• PROBLEM TO SOLVE:
Change "bare leg" to "lower leg" in the records and leave everything else unchanged. Begin at the line that has "of the bare" and stop after the last line of the records.

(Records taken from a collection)
※
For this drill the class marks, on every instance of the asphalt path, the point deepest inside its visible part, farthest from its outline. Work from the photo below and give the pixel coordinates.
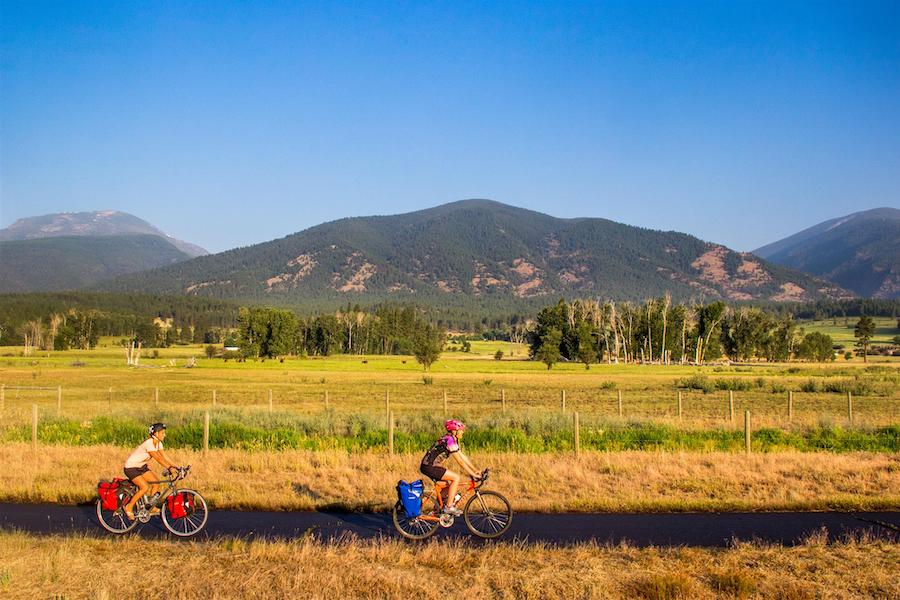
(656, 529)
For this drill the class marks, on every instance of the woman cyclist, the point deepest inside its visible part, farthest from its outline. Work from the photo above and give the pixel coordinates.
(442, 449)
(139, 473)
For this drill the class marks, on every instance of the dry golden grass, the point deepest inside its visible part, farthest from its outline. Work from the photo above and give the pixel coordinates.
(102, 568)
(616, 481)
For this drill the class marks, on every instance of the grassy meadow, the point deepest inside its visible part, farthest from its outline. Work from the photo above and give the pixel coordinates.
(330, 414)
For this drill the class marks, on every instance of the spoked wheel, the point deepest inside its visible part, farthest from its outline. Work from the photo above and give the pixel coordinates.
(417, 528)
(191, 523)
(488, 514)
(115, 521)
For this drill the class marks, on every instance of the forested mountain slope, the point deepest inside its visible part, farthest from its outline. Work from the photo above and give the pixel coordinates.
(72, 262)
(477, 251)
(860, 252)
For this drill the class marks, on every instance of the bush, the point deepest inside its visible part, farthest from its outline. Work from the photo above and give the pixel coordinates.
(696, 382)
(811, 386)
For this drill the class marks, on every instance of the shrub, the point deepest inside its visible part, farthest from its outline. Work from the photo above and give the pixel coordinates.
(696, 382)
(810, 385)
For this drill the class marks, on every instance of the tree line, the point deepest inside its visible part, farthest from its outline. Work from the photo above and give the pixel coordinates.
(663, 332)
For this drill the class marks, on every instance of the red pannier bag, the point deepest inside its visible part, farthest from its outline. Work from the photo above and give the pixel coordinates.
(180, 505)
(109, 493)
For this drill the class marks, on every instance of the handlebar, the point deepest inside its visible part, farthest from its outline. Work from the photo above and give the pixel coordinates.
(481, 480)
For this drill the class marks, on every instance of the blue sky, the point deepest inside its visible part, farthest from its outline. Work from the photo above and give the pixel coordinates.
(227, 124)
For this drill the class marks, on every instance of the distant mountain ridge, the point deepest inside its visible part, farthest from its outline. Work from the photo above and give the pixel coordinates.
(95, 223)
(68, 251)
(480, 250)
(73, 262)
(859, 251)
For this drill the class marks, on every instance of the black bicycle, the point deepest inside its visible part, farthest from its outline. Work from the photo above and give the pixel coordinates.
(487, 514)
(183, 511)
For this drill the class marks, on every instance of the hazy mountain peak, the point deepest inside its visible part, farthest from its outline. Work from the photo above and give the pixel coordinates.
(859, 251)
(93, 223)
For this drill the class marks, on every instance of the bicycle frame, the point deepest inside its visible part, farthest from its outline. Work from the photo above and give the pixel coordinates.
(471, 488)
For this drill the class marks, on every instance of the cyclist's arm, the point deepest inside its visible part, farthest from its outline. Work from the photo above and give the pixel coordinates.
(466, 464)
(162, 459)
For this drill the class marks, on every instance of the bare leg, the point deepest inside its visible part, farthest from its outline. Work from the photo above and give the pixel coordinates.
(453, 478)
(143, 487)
※
• RESPONSE TO THIS TASK:
For this drill the class marks, on every instance of the lower leg, the point deepest inside its visible part, farthest from its outline. Work from the photo above and give the pixel coordinates.
(453, 478)
(143, 487)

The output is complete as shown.